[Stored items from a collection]
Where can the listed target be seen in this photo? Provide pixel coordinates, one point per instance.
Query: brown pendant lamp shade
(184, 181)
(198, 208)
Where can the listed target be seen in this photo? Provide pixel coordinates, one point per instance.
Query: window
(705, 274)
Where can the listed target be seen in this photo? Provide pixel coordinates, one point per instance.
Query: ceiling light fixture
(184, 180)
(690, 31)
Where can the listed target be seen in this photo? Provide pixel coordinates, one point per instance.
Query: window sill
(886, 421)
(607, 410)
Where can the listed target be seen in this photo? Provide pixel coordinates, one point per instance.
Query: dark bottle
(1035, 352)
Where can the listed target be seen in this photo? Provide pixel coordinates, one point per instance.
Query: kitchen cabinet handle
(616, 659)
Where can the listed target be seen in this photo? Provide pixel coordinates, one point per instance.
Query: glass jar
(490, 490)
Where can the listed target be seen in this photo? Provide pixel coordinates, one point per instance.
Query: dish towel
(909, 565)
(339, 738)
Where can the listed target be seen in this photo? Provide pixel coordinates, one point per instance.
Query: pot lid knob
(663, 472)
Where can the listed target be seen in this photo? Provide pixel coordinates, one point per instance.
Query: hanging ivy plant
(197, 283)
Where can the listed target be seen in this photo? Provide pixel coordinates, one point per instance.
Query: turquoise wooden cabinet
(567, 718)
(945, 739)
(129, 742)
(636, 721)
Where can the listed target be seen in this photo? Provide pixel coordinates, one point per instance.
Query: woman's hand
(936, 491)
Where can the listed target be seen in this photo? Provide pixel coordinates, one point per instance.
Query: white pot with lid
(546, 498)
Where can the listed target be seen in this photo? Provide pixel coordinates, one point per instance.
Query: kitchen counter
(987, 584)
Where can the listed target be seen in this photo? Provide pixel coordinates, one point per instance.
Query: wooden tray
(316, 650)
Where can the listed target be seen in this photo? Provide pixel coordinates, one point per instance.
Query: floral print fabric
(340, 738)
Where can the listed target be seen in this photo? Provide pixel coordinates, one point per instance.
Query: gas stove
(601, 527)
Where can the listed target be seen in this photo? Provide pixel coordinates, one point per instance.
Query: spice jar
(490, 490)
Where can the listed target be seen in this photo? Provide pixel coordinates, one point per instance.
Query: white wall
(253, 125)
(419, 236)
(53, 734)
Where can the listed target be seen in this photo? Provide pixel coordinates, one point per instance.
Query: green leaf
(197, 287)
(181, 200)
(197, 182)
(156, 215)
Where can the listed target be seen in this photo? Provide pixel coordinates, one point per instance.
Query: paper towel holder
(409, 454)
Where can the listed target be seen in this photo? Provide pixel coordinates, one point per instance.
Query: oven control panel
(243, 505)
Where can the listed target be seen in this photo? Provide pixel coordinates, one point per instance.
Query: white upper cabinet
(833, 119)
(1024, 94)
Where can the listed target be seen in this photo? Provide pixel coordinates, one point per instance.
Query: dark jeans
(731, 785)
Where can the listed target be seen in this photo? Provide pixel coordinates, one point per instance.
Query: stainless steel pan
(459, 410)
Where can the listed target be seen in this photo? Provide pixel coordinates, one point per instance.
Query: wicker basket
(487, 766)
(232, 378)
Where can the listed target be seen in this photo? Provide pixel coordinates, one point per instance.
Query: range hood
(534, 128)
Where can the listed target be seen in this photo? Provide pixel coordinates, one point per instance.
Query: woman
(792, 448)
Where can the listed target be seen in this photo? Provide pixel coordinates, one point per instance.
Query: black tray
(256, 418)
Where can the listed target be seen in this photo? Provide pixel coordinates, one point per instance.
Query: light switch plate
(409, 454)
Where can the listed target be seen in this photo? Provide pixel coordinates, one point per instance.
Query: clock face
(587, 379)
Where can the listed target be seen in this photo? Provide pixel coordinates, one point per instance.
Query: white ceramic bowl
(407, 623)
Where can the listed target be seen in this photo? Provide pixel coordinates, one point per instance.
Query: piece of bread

• What you should do:
Copy out the full set of records precisely, leaving nothing out.

• Answer to the exercise:
Where can the listed target be seen in this photo? Provide pixel coordinates, one point per instance.
Query: brown pendant lamp shade
(184, 181)
(198, 208)
Where can the listed target be seen in this photo? Provide pixel coordinates, one point per instance.
Query: window
(705, 274)
Where can the listed target be seen in this photo? Provide pixel coordinates, one point per instance.
Query: ceiling light fixture
(184, 180)
(690, 31)
Where can the listed target be seen in this photo? Provide pixel coordinates, one point per instance.
Query: window sill
(886, 421)
(607, 410)
Where can the listed target be seen in this photo? Provide pixel coordinates, one point per instance.
Query: dark bottle
(1035, 352)
Where can the listed target be seen in this photo? Provide pixel coordinates, one point per instance.
Query: kitchen cabinet handle
(616, 659)
Where can the listed target be seen in this photo? Provide pixel coordinates, one point per instance.
Query: glass jar
(490, 490)
Where can the listed target be seen in this photo? Provide pixel coordinates, one point per instance.
Query: dish towel
(909, 565)
(339, 738)
Where can the listed target be seen in this photo? Provide pixel coordinates, one point per instance.
Query: pot lid knob
(663, 472)
Where can the listed target be seen in this photo? Provide pixel coordinates, one point per instance.
Query: hanging ivy plant
(197, 283)
Where can the listed target be seen in this photo? Provide pixel coordinates, one point per instance.
Query: turquoise wooden cabinet
(567, 718)
(945, 739)
(129, 742)
(636, 721)
Where can the listed target be seen in this photo? Provide pixel coordinates, one point per instance.
Query: woman's hand
(936, 491)
Where can the listed target be seen in this photo? Provide pixel coordinates, one point per instance.
Query: white pot with lid
(546, 498)
Where can the listed target be seen in this photo? Provide pixel coordinates, one point per instance.
Query: kitchen counter
(987, 584)
Where can the listed target be seen in this photo? Provide pixel coordinates, one point per instance.
Query: wooden tray
(316, 650)
Where can the listed target be seen in this photo? Provide pixel coordinates, one point per instance.
Query: floral print fabric
(340, 738)
Where can the listed target be seen in this photo? Provide pixel coordinates, one point per instance.
Query: gas stove
(601, 527)
Where can the listed target be seen in this photo? Provide pixel coordinates, one point per instance.
Query: spice jar
(490, 490)
Where can the listed target be seen in this photo? Provide pixel coordinates, one point per instance.
Query: white wall
(253, 125)
(419, 236)
(53, 734)
Where can the listed target be seen in this photo? Provide pixel coordinates, one point per instance.
Query: green leaf
(197, 287)
(181, 200)
(197, 182)
(156, 215)
Where can the listed target be seen in this photo? Provide pixel coordinates, one point per instance.
Query: paper towel holder
(409, 454)
Where can the listed target be seen in this photo? Provide pixel coordinates, one point per instance.
Query: oven control panel
(243, 505)
Where can the listed target be seen in this photo? Provide pixel coordinates, one point per instance.
Query: white upper cabinet
(833, 119)
(1024, 94)
Where can the listed target be seen in this photo? Provide pixel coordinates, one point per instance.
Query: dark jeans
(731, 785)
Where can the listed target be seen in this photo? Provide pixel coordinates, one point per instance.
Query: stainless steel pan
(459, 410)
Where can the listed target be seen in this photo? Provide pixel coordinates, one point per instance.
Query: wicker basket
(487, 766)
(232, 378)
Where can the listed target be seen in this photo? Provide pixel coordinates, one point per instance.
Query: range hood
(534, 128)
Where can the listed target be seen in this photo? Provide pixel coordinates, one point per instance.
Query: woman
(792, 448)
Where can the listed target be seen in this photo? Provide pixel coordinates, one point per instance.
Query: black tray
(256, 418)
Where can the listed target be seen in this photo? Provide pixel coordinates, one point per instance.
Query: light switch plate
(409, 454)
Where can the listed target be seen in this photo? Provide pixel coordinates, one point per instance.
Query: clock face
(587, 379)
Where can the listed target be seen in this photo? Provide pixel coordinates, one point per instance.
Query: white ceramic bowl
(407, 623)
Where can the listed target be seen in this photo? Provide pixel coordinates, one point per instance.
Query: piece of bread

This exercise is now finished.